» PASSO CITATO
La notizia finì sul giornale. Gino Zoppas si arrabbiò col cappellano dei lavoratori e lo cacciò dalla fabbrica. Luciani intervenne con lo stesso Zoppas e sabato 17 dicembre venne firmato il primo accordo integrativo “aziendale” che aprì la stagione dei contratti a questo livello.
È lo stesso Luciani che qualche anno dopo, a Natale, si rifiuterà di andare a celebrare la messa al calzificio De Nardi, come forma di sostegno delle rivendicazioni delle 250 dipendenti. Sono storiche le lotte dei mezzadri nel 1971, che vedono la Coldiretti dalla parte di quelli che allora venivano definiti i “padroni”. Il vescovo di Treviso invita la Cisl a smetterla con la mobilitazione. E Luciani?

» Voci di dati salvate
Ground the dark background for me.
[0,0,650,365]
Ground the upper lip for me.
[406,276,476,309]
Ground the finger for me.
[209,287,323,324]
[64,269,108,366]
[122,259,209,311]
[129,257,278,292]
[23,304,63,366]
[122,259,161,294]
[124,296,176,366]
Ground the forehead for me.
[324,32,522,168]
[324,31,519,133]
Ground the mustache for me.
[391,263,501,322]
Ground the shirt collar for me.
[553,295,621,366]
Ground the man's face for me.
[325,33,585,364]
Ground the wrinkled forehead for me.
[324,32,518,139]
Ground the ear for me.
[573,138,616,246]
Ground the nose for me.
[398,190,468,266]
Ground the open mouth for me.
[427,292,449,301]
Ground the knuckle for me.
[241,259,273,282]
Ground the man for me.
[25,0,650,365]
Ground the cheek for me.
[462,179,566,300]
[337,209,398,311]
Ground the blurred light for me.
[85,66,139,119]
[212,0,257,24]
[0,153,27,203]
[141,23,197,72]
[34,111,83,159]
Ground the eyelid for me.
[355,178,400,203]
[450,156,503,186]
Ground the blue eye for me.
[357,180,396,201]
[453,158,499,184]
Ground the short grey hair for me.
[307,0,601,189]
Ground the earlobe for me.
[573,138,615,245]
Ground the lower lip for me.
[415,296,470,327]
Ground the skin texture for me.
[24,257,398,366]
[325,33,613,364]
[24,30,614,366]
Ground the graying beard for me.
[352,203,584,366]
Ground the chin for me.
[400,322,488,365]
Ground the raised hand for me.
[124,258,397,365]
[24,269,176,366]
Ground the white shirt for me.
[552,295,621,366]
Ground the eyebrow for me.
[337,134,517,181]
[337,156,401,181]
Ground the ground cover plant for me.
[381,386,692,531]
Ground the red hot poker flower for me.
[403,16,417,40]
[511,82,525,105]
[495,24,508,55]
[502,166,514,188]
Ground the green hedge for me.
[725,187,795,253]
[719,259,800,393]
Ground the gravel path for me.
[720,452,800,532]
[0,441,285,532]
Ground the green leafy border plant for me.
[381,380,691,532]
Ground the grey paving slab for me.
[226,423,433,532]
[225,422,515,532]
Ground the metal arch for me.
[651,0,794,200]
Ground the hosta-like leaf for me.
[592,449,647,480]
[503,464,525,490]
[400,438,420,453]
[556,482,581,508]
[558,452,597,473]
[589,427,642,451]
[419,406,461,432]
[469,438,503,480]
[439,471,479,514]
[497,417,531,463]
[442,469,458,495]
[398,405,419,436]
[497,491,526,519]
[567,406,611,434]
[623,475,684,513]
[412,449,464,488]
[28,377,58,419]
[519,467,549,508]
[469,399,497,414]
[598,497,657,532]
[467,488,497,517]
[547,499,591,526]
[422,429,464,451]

» COMPITO RICHIESTO
Ricopia alla lettera il passo su Luciani e le vertenze sindacali, iniziando da "È lo stesso" e proseguendo fino a "mobilitazione. E Luciani?".

» AREA RISPOSTA
È lo stesso Luciani che qualche anno dopo, a Natale, si rifiuterà di andare a celebrare la messa al calzificio De Nardi, come forma di sostegno delle rivendicazioni delle 250 dipendenti. Sono storiche le lotte dei mezzadri nel 1971, che vedono la Coldiretti dalla parte di quelli che allora venivano definiti i “padroni”. Il vescovo di Treviso invita la Cisl a smetterla con la mobilitazione. E Luciani?